» Quoted passage
Showing posts with label 1970s. Show all posts
Showing posts with label 1970s. Show all posts

Wednesday, 22 December 2010

Postern of Fate (1973)

Plot: There's a plot?

Postern of Fate is free-association Agatha Christie, improvised like beat poetry in a smoky jazz cellar. That's another way of saying that it's regarded as her worst book ever, and yet... and yet... well, yet again, it's a book saved by Tommy and Tuppence.

Tommy and Tuppence have moved house. Tommy goes to London for meetings. Tuppence stays at home reading some old children's books and walking the dog. Occasionally they'll have lunch. Or dinner. Or argue with a tradesman. Sometimes Tuppence will go out to tea, or Tommy will reminisce. Occasionally, Tuppence will sit in a go-kart and roll down a hill. Once, the wheels fall off Tuppence's go-kart. This may be an attempt on her life. She's not really sure. Another time a pane of glass falls down near her. This may also be an attempt on her life. Again, no-one is really sure.

» Supplied data
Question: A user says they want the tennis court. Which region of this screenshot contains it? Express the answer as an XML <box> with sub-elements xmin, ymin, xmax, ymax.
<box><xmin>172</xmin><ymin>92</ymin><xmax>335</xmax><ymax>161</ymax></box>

» Your tasks
1. In the Postern of Fate review, what does Tuppence read at home while Tommy goes to London?
2. Please continue the Postern of Fate review after its last sentence, in the same dry tone.

» Results
1. Some old children's books.

2.
Tuppence sometimes tries to sort out the shed with the help of the local handyman Isaac, unless he's the gardener. But then again, Isaac is over 90, or in his 80s, or nearly 70. It's so hard to tell.

Sometimes, Tommy and Tuppence are investigating a crime that happened in the house during the first world war. Although, sometimes it happened later, or earlier. Or did it even happen at all?

In order to try and come to grips with this, Tommy goes to London for more meetings with people who either tell him about how much they enjoyed the plot of N or M, or mention that they were all in Passenger To Frankfurt. Meanwhile, Tuppence goes for more walks, and meets some children who also remark on how well she did in N or M.

There is mention of the Common Market.

Someone, at some point, god knows why, kills Old Isaac, so Tuppence needs to get a new gardener. Even though Isaac wasn't actually the gardener, but was there to help mend the conservatory. Luckily a man from the secret services tells Tommy that they'll send them a man who'll be an undercover agent and that they're not to trust anyone else. A lady turns up and offers to do the gardening. She also helps pour some coffee. Can you guess what happens next?

Luckily, eventually, it's all over. Someone, at some point, killed Mary Jordan. Tommy and Tuppence also appear to have thwarted an evil conspiracy, again. Or at least, we hear that the sinister conspiracy has moved to Bury St Edmonds. So that's okay.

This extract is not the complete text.